*Selected text:*

───

I started with a little three gallon Marineland Eclipse system that I got for Christmas several years back. Beginner fish keepers, please note that a 3 gallon tank is NOT the one you want to start with. This was something I found to my sorrow. Initially I wanted a small tank, because I thought it would be the easiest to work with. It was small, easy to clean, pick up, rearrange, etc. However, it also means it gets dirty damned fast, the temperature fluctuations will kill your fish, and keeping all the pH, Alkaline, Ammonia (not something you want unless you're doing a start up tank from scratch. Which means no borrowed tank water from an established aquarium.) and nitrates stable is pretty much impossible. Unless you're on it every damned day. Do yourself a favor and start with at the least, 6 gallon tank. Marineland all in one set ups are a dream. The filtration system is VERY good as long as it doesn't die like mine did. Actually from what I've read, what happened to mine was rare. The higher the amount of water you've got in your tank, the more stable the temperature will be, and you may not even need to get a heater for the tank. For example, the 6 gallon tank doesn't need a heater, but the 3 gallon does.
Anyway, 7 months after the initial set up of the 3 gallon tank finds me with 3 aquariums. The 3 gallon it still up and working, because of my little Betta, Little Blue. Some of you will recall that he was attacked by a supposedly peaceful fish, namely a Sunset Wagtail Platy who we all now refer to as... The Evil One. Again.. if you're going to go out and get buddies to put in with your Betta, make sure you know the quirks of the fish you're getting. Platys are very placid.. unless you get two males and no females. They get persnickety about territory and will get very aggressive. Which is why Little Blue was banished to the 3 gallon Curse Tank. He's hardy. he can take it. He IS in there, I swear. The low light level is because Betta's aren't really big fans of lots of light, so I gave him plenty of shade in which to hide. So much shade that he just drifts in with the landscape. Ah well. He does come rushing out when I walk past because he thinks he's getting food. Generally, I stop to say hi. Little Blue's fin recovery has been a long long involved process. He got fin rot, and I ended up having to nuke his tank. Which means I boiled his silk plant, replaced his gravel, took away his bridge decoration which he LOVES, cleaned his tank, and replaced all the water. The pump in the back got scrubbed as well.
Despite his attempted suicide while I was cleaning his tank (he jumped out of his bowl onto the blue towels... so I couldn't FREAKING SEE HIM!! He's fine though. Bettas have a respiratory organ in their heads called a labyrinth organ that allows them to breath air. As long as they don't dry out they can live for quite a while by gulping air. Don't take your Betta out of his bowl to watch him do that, and I'm saying this because someone who reads this is immediately going to want to try it. It's still not good for him. There are other fish that have this. Gouramis for one) he has been steadily improving. Granted he managed to do yet MORE damage to his fins, but it's healing much faster. The split in his tail healed over night, and his tail is growing out much much faster than before. No sign of fin rot so far. I'm crossing my fingers and hoping I got it all cleaned out. He'll get his bridge back when he's all done too! Incentive!

───

*Task goal:* In the aquarium text above, which steps make up nuking Little Blue's tank?

*Source excerpt:*
───

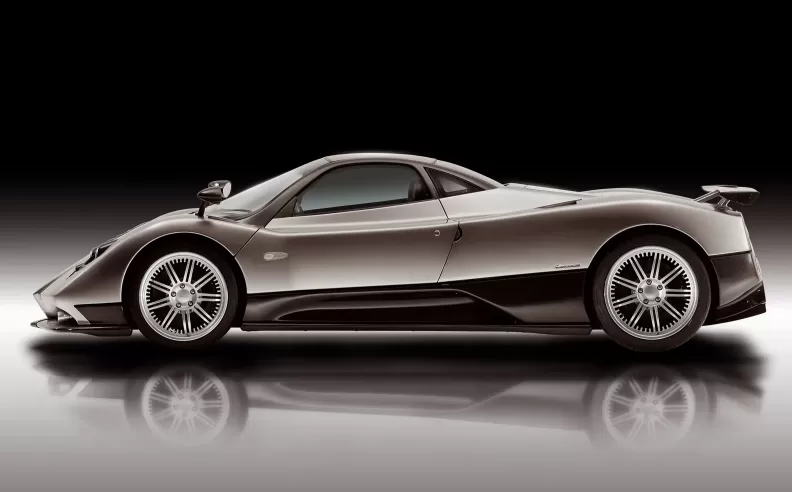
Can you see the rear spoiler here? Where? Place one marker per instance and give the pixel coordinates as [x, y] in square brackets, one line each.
[728, 193]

───

*Reply:*
- Boiling his silk plant
- Replacing his gravel
- Taking away his bridge decoration
- Cleaning his tank
- Replacing all the water
- Scrubbing the pump in the back